• [Task requirements]
Copy all of the material word for word, except for the pictures.

Data extracted from a collection

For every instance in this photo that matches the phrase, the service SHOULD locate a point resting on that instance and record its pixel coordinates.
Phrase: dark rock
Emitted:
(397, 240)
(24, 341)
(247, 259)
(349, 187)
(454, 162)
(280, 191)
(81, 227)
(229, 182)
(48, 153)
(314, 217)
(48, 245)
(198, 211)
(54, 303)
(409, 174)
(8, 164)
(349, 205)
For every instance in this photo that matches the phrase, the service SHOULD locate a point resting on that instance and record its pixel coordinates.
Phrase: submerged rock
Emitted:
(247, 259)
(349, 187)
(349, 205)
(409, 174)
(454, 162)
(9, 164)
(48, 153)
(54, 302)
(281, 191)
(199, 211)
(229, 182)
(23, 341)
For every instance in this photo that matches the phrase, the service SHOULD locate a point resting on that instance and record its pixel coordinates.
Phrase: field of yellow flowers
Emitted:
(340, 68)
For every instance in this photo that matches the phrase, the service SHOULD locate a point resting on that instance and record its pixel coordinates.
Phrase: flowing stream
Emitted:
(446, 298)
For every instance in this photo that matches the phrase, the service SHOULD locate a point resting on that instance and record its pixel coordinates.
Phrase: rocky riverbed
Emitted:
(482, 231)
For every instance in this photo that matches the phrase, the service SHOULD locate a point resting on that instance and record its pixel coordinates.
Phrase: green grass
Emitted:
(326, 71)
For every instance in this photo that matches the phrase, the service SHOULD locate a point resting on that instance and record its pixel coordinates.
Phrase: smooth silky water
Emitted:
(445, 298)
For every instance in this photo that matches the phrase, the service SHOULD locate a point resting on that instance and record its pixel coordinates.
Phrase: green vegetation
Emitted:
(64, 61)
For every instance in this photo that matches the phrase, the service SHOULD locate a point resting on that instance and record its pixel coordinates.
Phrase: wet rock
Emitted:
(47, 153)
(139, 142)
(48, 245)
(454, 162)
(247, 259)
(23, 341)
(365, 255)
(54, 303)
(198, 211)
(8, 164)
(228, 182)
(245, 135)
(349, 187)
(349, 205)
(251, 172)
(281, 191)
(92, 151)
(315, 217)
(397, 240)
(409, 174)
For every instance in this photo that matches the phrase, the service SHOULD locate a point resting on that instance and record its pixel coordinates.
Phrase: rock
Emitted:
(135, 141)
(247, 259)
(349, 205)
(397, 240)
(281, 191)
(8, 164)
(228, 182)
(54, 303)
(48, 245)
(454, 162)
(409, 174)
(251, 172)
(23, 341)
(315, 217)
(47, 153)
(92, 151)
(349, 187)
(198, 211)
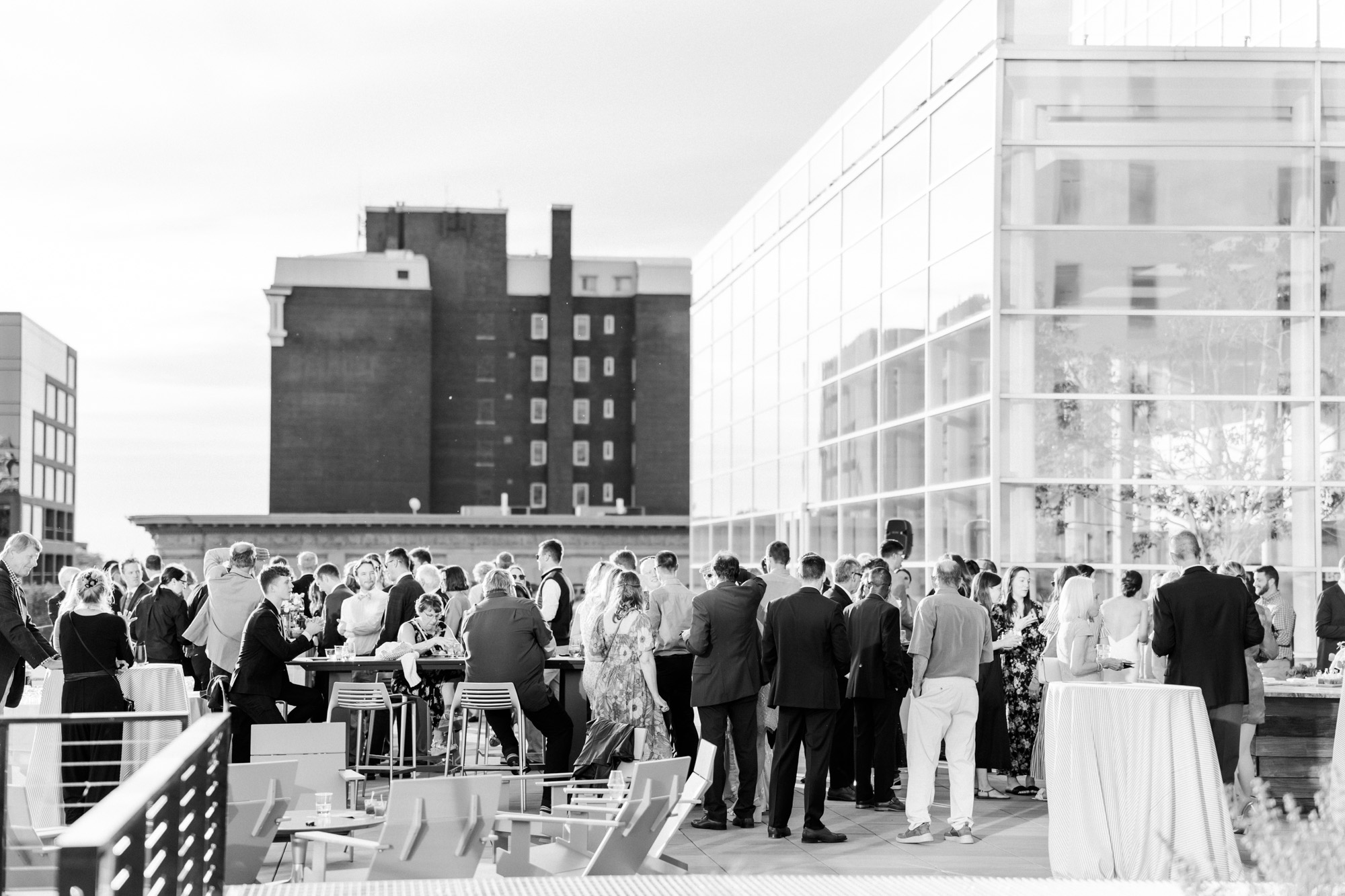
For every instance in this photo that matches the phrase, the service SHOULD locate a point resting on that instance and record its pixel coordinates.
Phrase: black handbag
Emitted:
(606, 745)
(128, 701)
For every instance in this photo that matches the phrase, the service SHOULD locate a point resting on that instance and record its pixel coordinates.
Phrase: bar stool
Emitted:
(368, 698)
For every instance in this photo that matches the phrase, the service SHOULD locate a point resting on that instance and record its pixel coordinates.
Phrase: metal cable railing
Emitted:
(60, 766)
(162, 830)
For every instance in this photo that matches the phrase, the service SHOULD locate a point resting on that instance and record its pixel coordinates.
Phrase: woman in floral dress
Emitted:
(428, 635)
(1017, 611)
(627, 688)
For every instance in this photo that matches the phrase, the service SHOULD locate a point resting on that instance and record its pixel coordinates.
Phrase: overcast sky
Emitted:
(157, 158)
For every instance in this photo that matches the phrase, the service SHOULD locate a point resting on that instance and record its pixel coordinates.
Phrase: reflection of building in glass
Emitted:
(1039, 290)
(38, 440)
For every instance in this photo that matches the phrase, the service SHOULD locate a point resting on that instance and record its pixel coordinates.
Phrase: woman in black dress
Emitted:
(992, 720)
(93, 643)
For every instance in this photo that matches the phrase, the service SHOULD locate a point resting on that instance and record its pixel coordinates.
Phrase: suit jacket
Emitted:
(401, 607)
(161, 623)
(332, 614)
(1203, 623)
(879, 663)
(21, 642)
(805, 651)
(264, 653)
(1331, 623)
(132, 603)
(727, 643)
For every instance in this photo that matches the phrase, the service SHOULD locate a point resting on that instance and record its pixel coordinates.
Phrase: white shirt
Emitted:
(362, 608)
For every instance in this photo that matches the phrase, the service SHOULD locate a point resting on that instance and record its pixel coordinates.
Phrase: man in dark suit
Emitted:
(1203, 623)
(726, 680)
(332, 584)
(843, 594)
(1331, 620)
(805, 654)
(403, 591)
(21, 641)
(260, 677)
(880, 674)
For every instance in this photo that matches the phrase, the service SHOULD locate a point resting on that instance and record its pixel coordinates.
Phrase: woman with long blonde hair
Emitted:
(591, 610)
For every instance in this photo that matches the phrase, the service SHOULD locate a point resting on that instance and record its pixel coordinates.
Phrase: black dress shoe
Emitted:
(822, 836)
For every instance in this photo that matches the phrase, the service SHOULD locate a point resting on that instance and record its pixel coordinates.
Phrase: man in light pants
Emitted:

• [Answer]
For every instance in this photo that matches the phrase, the service SHOULD locate a point resting on that instance and record its pixel coordinates.
Phrase: dark rock
Emitted:
(397, 240)
(24, 341)
(247, 259)
(349, 187)
(454, 162)
(280, 191)
(81, 227)
(229, 182)
(48, 153)
(314, 217)
(48, 245)
(198, 211)
(54, 303)
(409, 174)
(8, 164)
(349, 205)
For every instance in this photo that matches the phrase, the service SHOULD locate a point resting on that instance and record its pixel coordinates.
Phrase: submerged rock
Emitted:
(247, 259)
(349, 187)
(349, 205)
(409, 174)
(454, 162)
(9, 164)
(48, 153)
(54, 302)
(281, 191)
(199, 211)
(229, 182)
(23, 341)
For every instance in this photo that matches the phrase, the service SHOULD locate a point resting on that instance and record its pixel coordinates.
Phrase: field of yellow flowers
Emitted:
(340, 68)
For every instance in this photo that matches the phrase, the service SHOULD locate a point resting on that instance and record its pixel coordinates.
Phrase: flowing stream
Emitted:
(446, 298)
For every instance in this photo that matches the phrase, the service SHOULD locate a point resting on that instance and record its pixel coordinates.
Phrase: rocky riverbed
Emitted:
(482, 231)
For every instance in this photo that matches the phrase, the service SHOULD locate a point resting on that instance and record its pixel coordinates.
Phrase: green grass
Emitted:
(326, 71)
For every instance in this photo that matches the phrase, the service SHOULD locate a point resting on that instance and record its pixel coordinates.
Phrase: smooth silky water
Emitted:
(445, 298)
For every instance in this photo that matches the phrase, the service SHOULD locate a point resting on that instance and record its pixel coordinates.
Phrase: green vegetation
Emitted:
(64, 61)
For every instance in this photo that matches the phrase, the service SHOULD locate a point resting on that instance and record its pixel coordinates.
Phrase: wet rock
Emitted:
(47, 153)
(139, 142)
(48, 245)
(454, 162)
(247, 259)
(23, 341)
(365, 255)
(54, 303)
(198, 211)
(8, 164)
(228, 182)
(245, 135)
(349, 187)
(349, 205)
(251, 172)
(281, 191)
(92, 151)
(315, 217)
(397, 240)
(409, 174)
For every instance in this photo that matches the phrase, the service SHOULD locate a point resting on that instance and record its pixel coordinates.
Phrase: rock
Emitted:
(135, 141)
(247, 259)
(349, 205)
(397, 240)
(281, 191)
(8, 164)
(228, 182)
(54, 303)
(48, 245)
(454, 162)
(409, 174)
(251, 172)
(23, 341)
(315, 217)
(47, 153)
(92, 151)
(349, 187)
(198, 211)
For every instance in this photo that matches the phrase, the service SHOULD locate a point resting on that instance and record its pixel coordinates.
Phrase: black handbag
Emitted:
(606, 745)
(128, 701)
For every instance in this photo that matches the phrase, the service SHOULD locate a point resting on that instance and record its pixel coordinates.
Phrase: bar stool
Emitted:
(368, 698)
For every instance in this photo that matches the phrase, the service SHOULD locate a point resting on that instance and record its pixel coordinates.
Phrase: metal cable railing
Emitted:
(60, 766)
(162, 830)
For every instance in this photo that matches the phrase, the service SHOULD locate a point resting on that instance and record its pixel coordinates.
Phrase: woman in floral dress
Emitted:
(428, 635)
(1017, 611)
(627, 688)
For every instance in this photo that matches the phrase, the service SHOULD locate a point resting on that instance and record its pixel coordinates.
Phrase: overcast sky
Emitted:
(157, 158)
For every instance in this photo that matches the phrase, the service SHOULD locate a point resting on that instance and record its pixel coordinates.
Phrase: reflection of building in glass
Emitted:
(1039, 290)
(38, 440)
For every instance in this photo that matches the phrase, the service SHOULD locate a point resting on that instance and record its pixel coordinates.
Phrase: woman in black dress
Emitted:
(992, 720)
(93, 643)
For every instance in this photo that matches the phrase, the service SHOULD locate a point resting on that instance and record its pixel coordinates.
Phrase: suit jacket
Emitted:
(401, 607)
(161, 623)
(332, 614)
(1203, 623)
(879, 663)
(21, 642)
(805, 651)
(264, 653)
(1331, 623)
(132, 603)
(727, 643)
For every instance in this photo that matches the phrase, the service SHOULD locate a point resting on that instance and record its pixel coordinates.
Phrase: white shirt
Emitted:
(362, 608)
For every instance in this photo that matches the phrase, the service SHOULD locate a point resting on that instance and record its pixel coordinates.
Phrase: man in dark suit
Emitted:
(1203, 623)
(726, 680)
(332, 584)
(843, 594)
(1331, 620)
(805, 654)
(403, 591)
(21, 641)
(260, 677)
(880, 674)
For every instance in this photo that matches the phrase, the service SHOULD locate a point resting on that instance and record its pixel coordinates.
Phrase: woman with long blonde hair
Emitted:
(591, 610)
For every instance in this photo that matches the phrase, the service SHOULD locate a point resting on that instance and record its pixel coordinates.
Phrase: black dress shoe
Emitted:
(822, 836)
For every instance in this photo that matches the phrase, the service SHOULD locate a point resting on that instance and record its pixel coordinates.
Phrase: man in light pants
Emitted:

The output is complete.